SELECTED TEXT:
◆ ◆ ◆ ◆ ◆

Maybe true, but surely though if the decompiling was done outside of the
US and the decompiled code not taken to the US, then the new code is
purely code that works with M$ products.

> Check the refusal of A.Cox to publish explainations of some
> security patches due to the DMCA.

I wonder AC's refusal was more of a statement on the ludicrousness of the
law rather than actually required.

> > Depends where you are in the world I guess. I am specifically (in the
> > UK) given the right to do this.
>
> But you are not allowed to republish.

Where does it say this?

> It also depends on the software - the way M$ is going, they may build in
> a detection for any access to the OS binaries (checkout that DRM
> patent). If it isn't from an approved program, the system just may wipe
> itself out (assuming it is running :-)

Hmm, an interesting point...although they'd be hard pressed to do that
when it's decompiled under Linux (extracted from the CAB files off the CD
and decompiled using a Linux tool).

> > Just interested in opinions on this...
>
> Sure thing.

And thanks so far...

Must remember not to use my work (i-a) address in posts though...

Cheers,



--
Andy Jeffries | Scramdisk Linux Project
http://www.scramdisklinux.org | Lead developer

"testing? What's that? If it compiles, it is good, if it boots up
it is perfect."

◆ ◆ ◆ ◆ ◆

WORK INSTRUCTIONS:
In the mailing list reply, from where does the writer say the files to be decompiled would be extracted, and under what operating system would the decompiling be done?

SUPPLIED DATA:

◆ ◆ ◆ ◆ ◆

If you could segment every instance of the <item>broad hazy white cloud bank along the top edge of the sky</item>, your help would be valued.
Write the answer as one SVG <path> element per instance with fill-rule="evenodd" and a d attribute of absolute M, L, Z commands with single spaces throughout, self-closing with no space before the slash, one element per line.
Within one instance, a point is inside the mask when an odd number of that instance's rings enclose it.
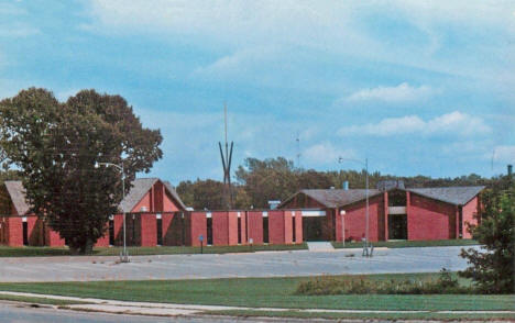
<path fill-rule="evenodd" d="M 89 13 L 94 18 L 83 30 L 98 33 L 152 34 L 164 42 L 189 43 L 202 48 L 215 49 L 222 55 L 213 66 L 204 66 L 197 73 L 219 70 L 229 65 L 255 68 L 254 59 L 240 60 L 241 51 L 263 46 L 288 48 L 283 58 L 283 66 L 288 58 L 298 54 L 298 48 L 315 48 L 332 55 L 349 55 L 373 63 L 404 65 L 413 68 L 473 77 L 490 80 L 498 86 L 515 82 L 506 60 L 513 52 L 509 42 L 498 43 L 492 37 L 475 38 L 472 48 L 479 49 L 470 55 L 470 49 L 456 53 L 454 48 L 441 55 L 442 46 L 450 46 L 447 34 L 459 29 L 463 42 L 472 37 L 467 33 L 489 30 L 496 38 L 515 35 L 515 21 L 511 12 L 515 9 L 509 1 L 407 1 L 387 2 L 363 1 L 200 1 L 200 0 L 92 0 Z M 368 21 L 376 16 L 391 18 L 408 25 L 407 32 L 416 31 L 419 36 L 408 38 L 401 46 L 395 36 L 371 33 Z M 506 38 L 507 40 L 507 38 Z M 452 43 L 452 42 L 451 42 Z M 468 48 L 468 46 L 467 46 Z M 473 51 L 473 49 L 472 49 Z M 231 53 L 231 54 L 227 54 Z M 263 55 L 276 55 L 266 52 Z M 276 56 L 274 56 L 276 57 Z M 481 64 L 489 57 L 492 64 Z M 276 57 L 277 58 L 277 57 Z M 311 60 L 319 58 L 313 55 Z M 237 62 L 234 62 L 237 60 Z M 305 66 L 305 65 L 304 65 Z M 252 78 L 252 71 L 250 70 Z M 500 80 L 500 74 L 506 76 Z M 231 75 L 232 76 L 232 75 Z M 244 77 L 244 76 L 243 76 Z M 497 86 L 498 85 L 498 86 Z M 504 88 L 504 86 L 503 86 Z M 507 92 L 507 91 L 506 91 Z"/>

◆ ◆ ◆ ◆ ◆

EXPECTED OUTPUT:
They would be extracted from the CAB files on the CD and decompiled under Linux with a Linux tool.